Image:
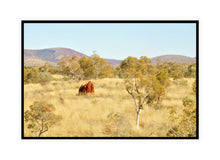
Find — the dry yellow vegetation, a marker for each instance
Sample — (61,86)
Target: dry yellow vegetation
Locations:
(88,116)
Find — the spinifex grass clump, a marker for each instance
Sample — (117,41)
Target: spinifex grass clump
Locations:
(41,117)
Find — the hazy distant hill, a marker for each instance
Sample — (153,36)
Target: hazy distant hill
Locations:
(53,55)
(173,58)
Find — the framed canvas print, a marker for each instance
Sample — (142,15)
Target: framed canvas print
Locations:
(108,79)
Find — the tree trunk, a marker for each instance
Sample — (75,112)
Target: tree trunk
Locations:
(138,117)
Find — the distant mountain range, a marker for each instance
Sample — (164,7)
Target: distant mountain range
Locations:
(173,58)
(53,55)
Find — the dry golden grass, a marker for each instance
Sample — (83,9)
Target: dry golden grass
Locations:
(86,116)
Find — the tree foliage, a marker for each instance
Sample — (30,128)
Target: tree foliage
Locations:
(141,82)
(41,117)
(186,126)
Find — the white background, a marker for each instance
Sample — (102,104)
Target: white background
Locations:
(11,14)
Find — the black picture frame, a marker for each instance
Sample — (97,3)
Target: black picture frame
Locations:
(110,21)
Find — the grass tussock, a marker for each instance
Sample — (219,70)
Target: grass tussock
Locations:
(110,112)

==========

_Problem to work on_. Lines in scope run from the one holding "Find — the white" to the last line of the material above; transcribe them exactly and omit the rest.

_Solution to this problem_.
Find — the white background, a marker for each instance
Sample — (102,104)
Target: white background
Locations:
(11,14)
Find — the black picture frame, a marker for each instance
Sample — (97,3)
Target: black picture frame
Locations:
(110,21)
Find — the grass tussock, a marker for each instance
Sample — (219,70)
Target: grass tussock
Locations:
(110,112)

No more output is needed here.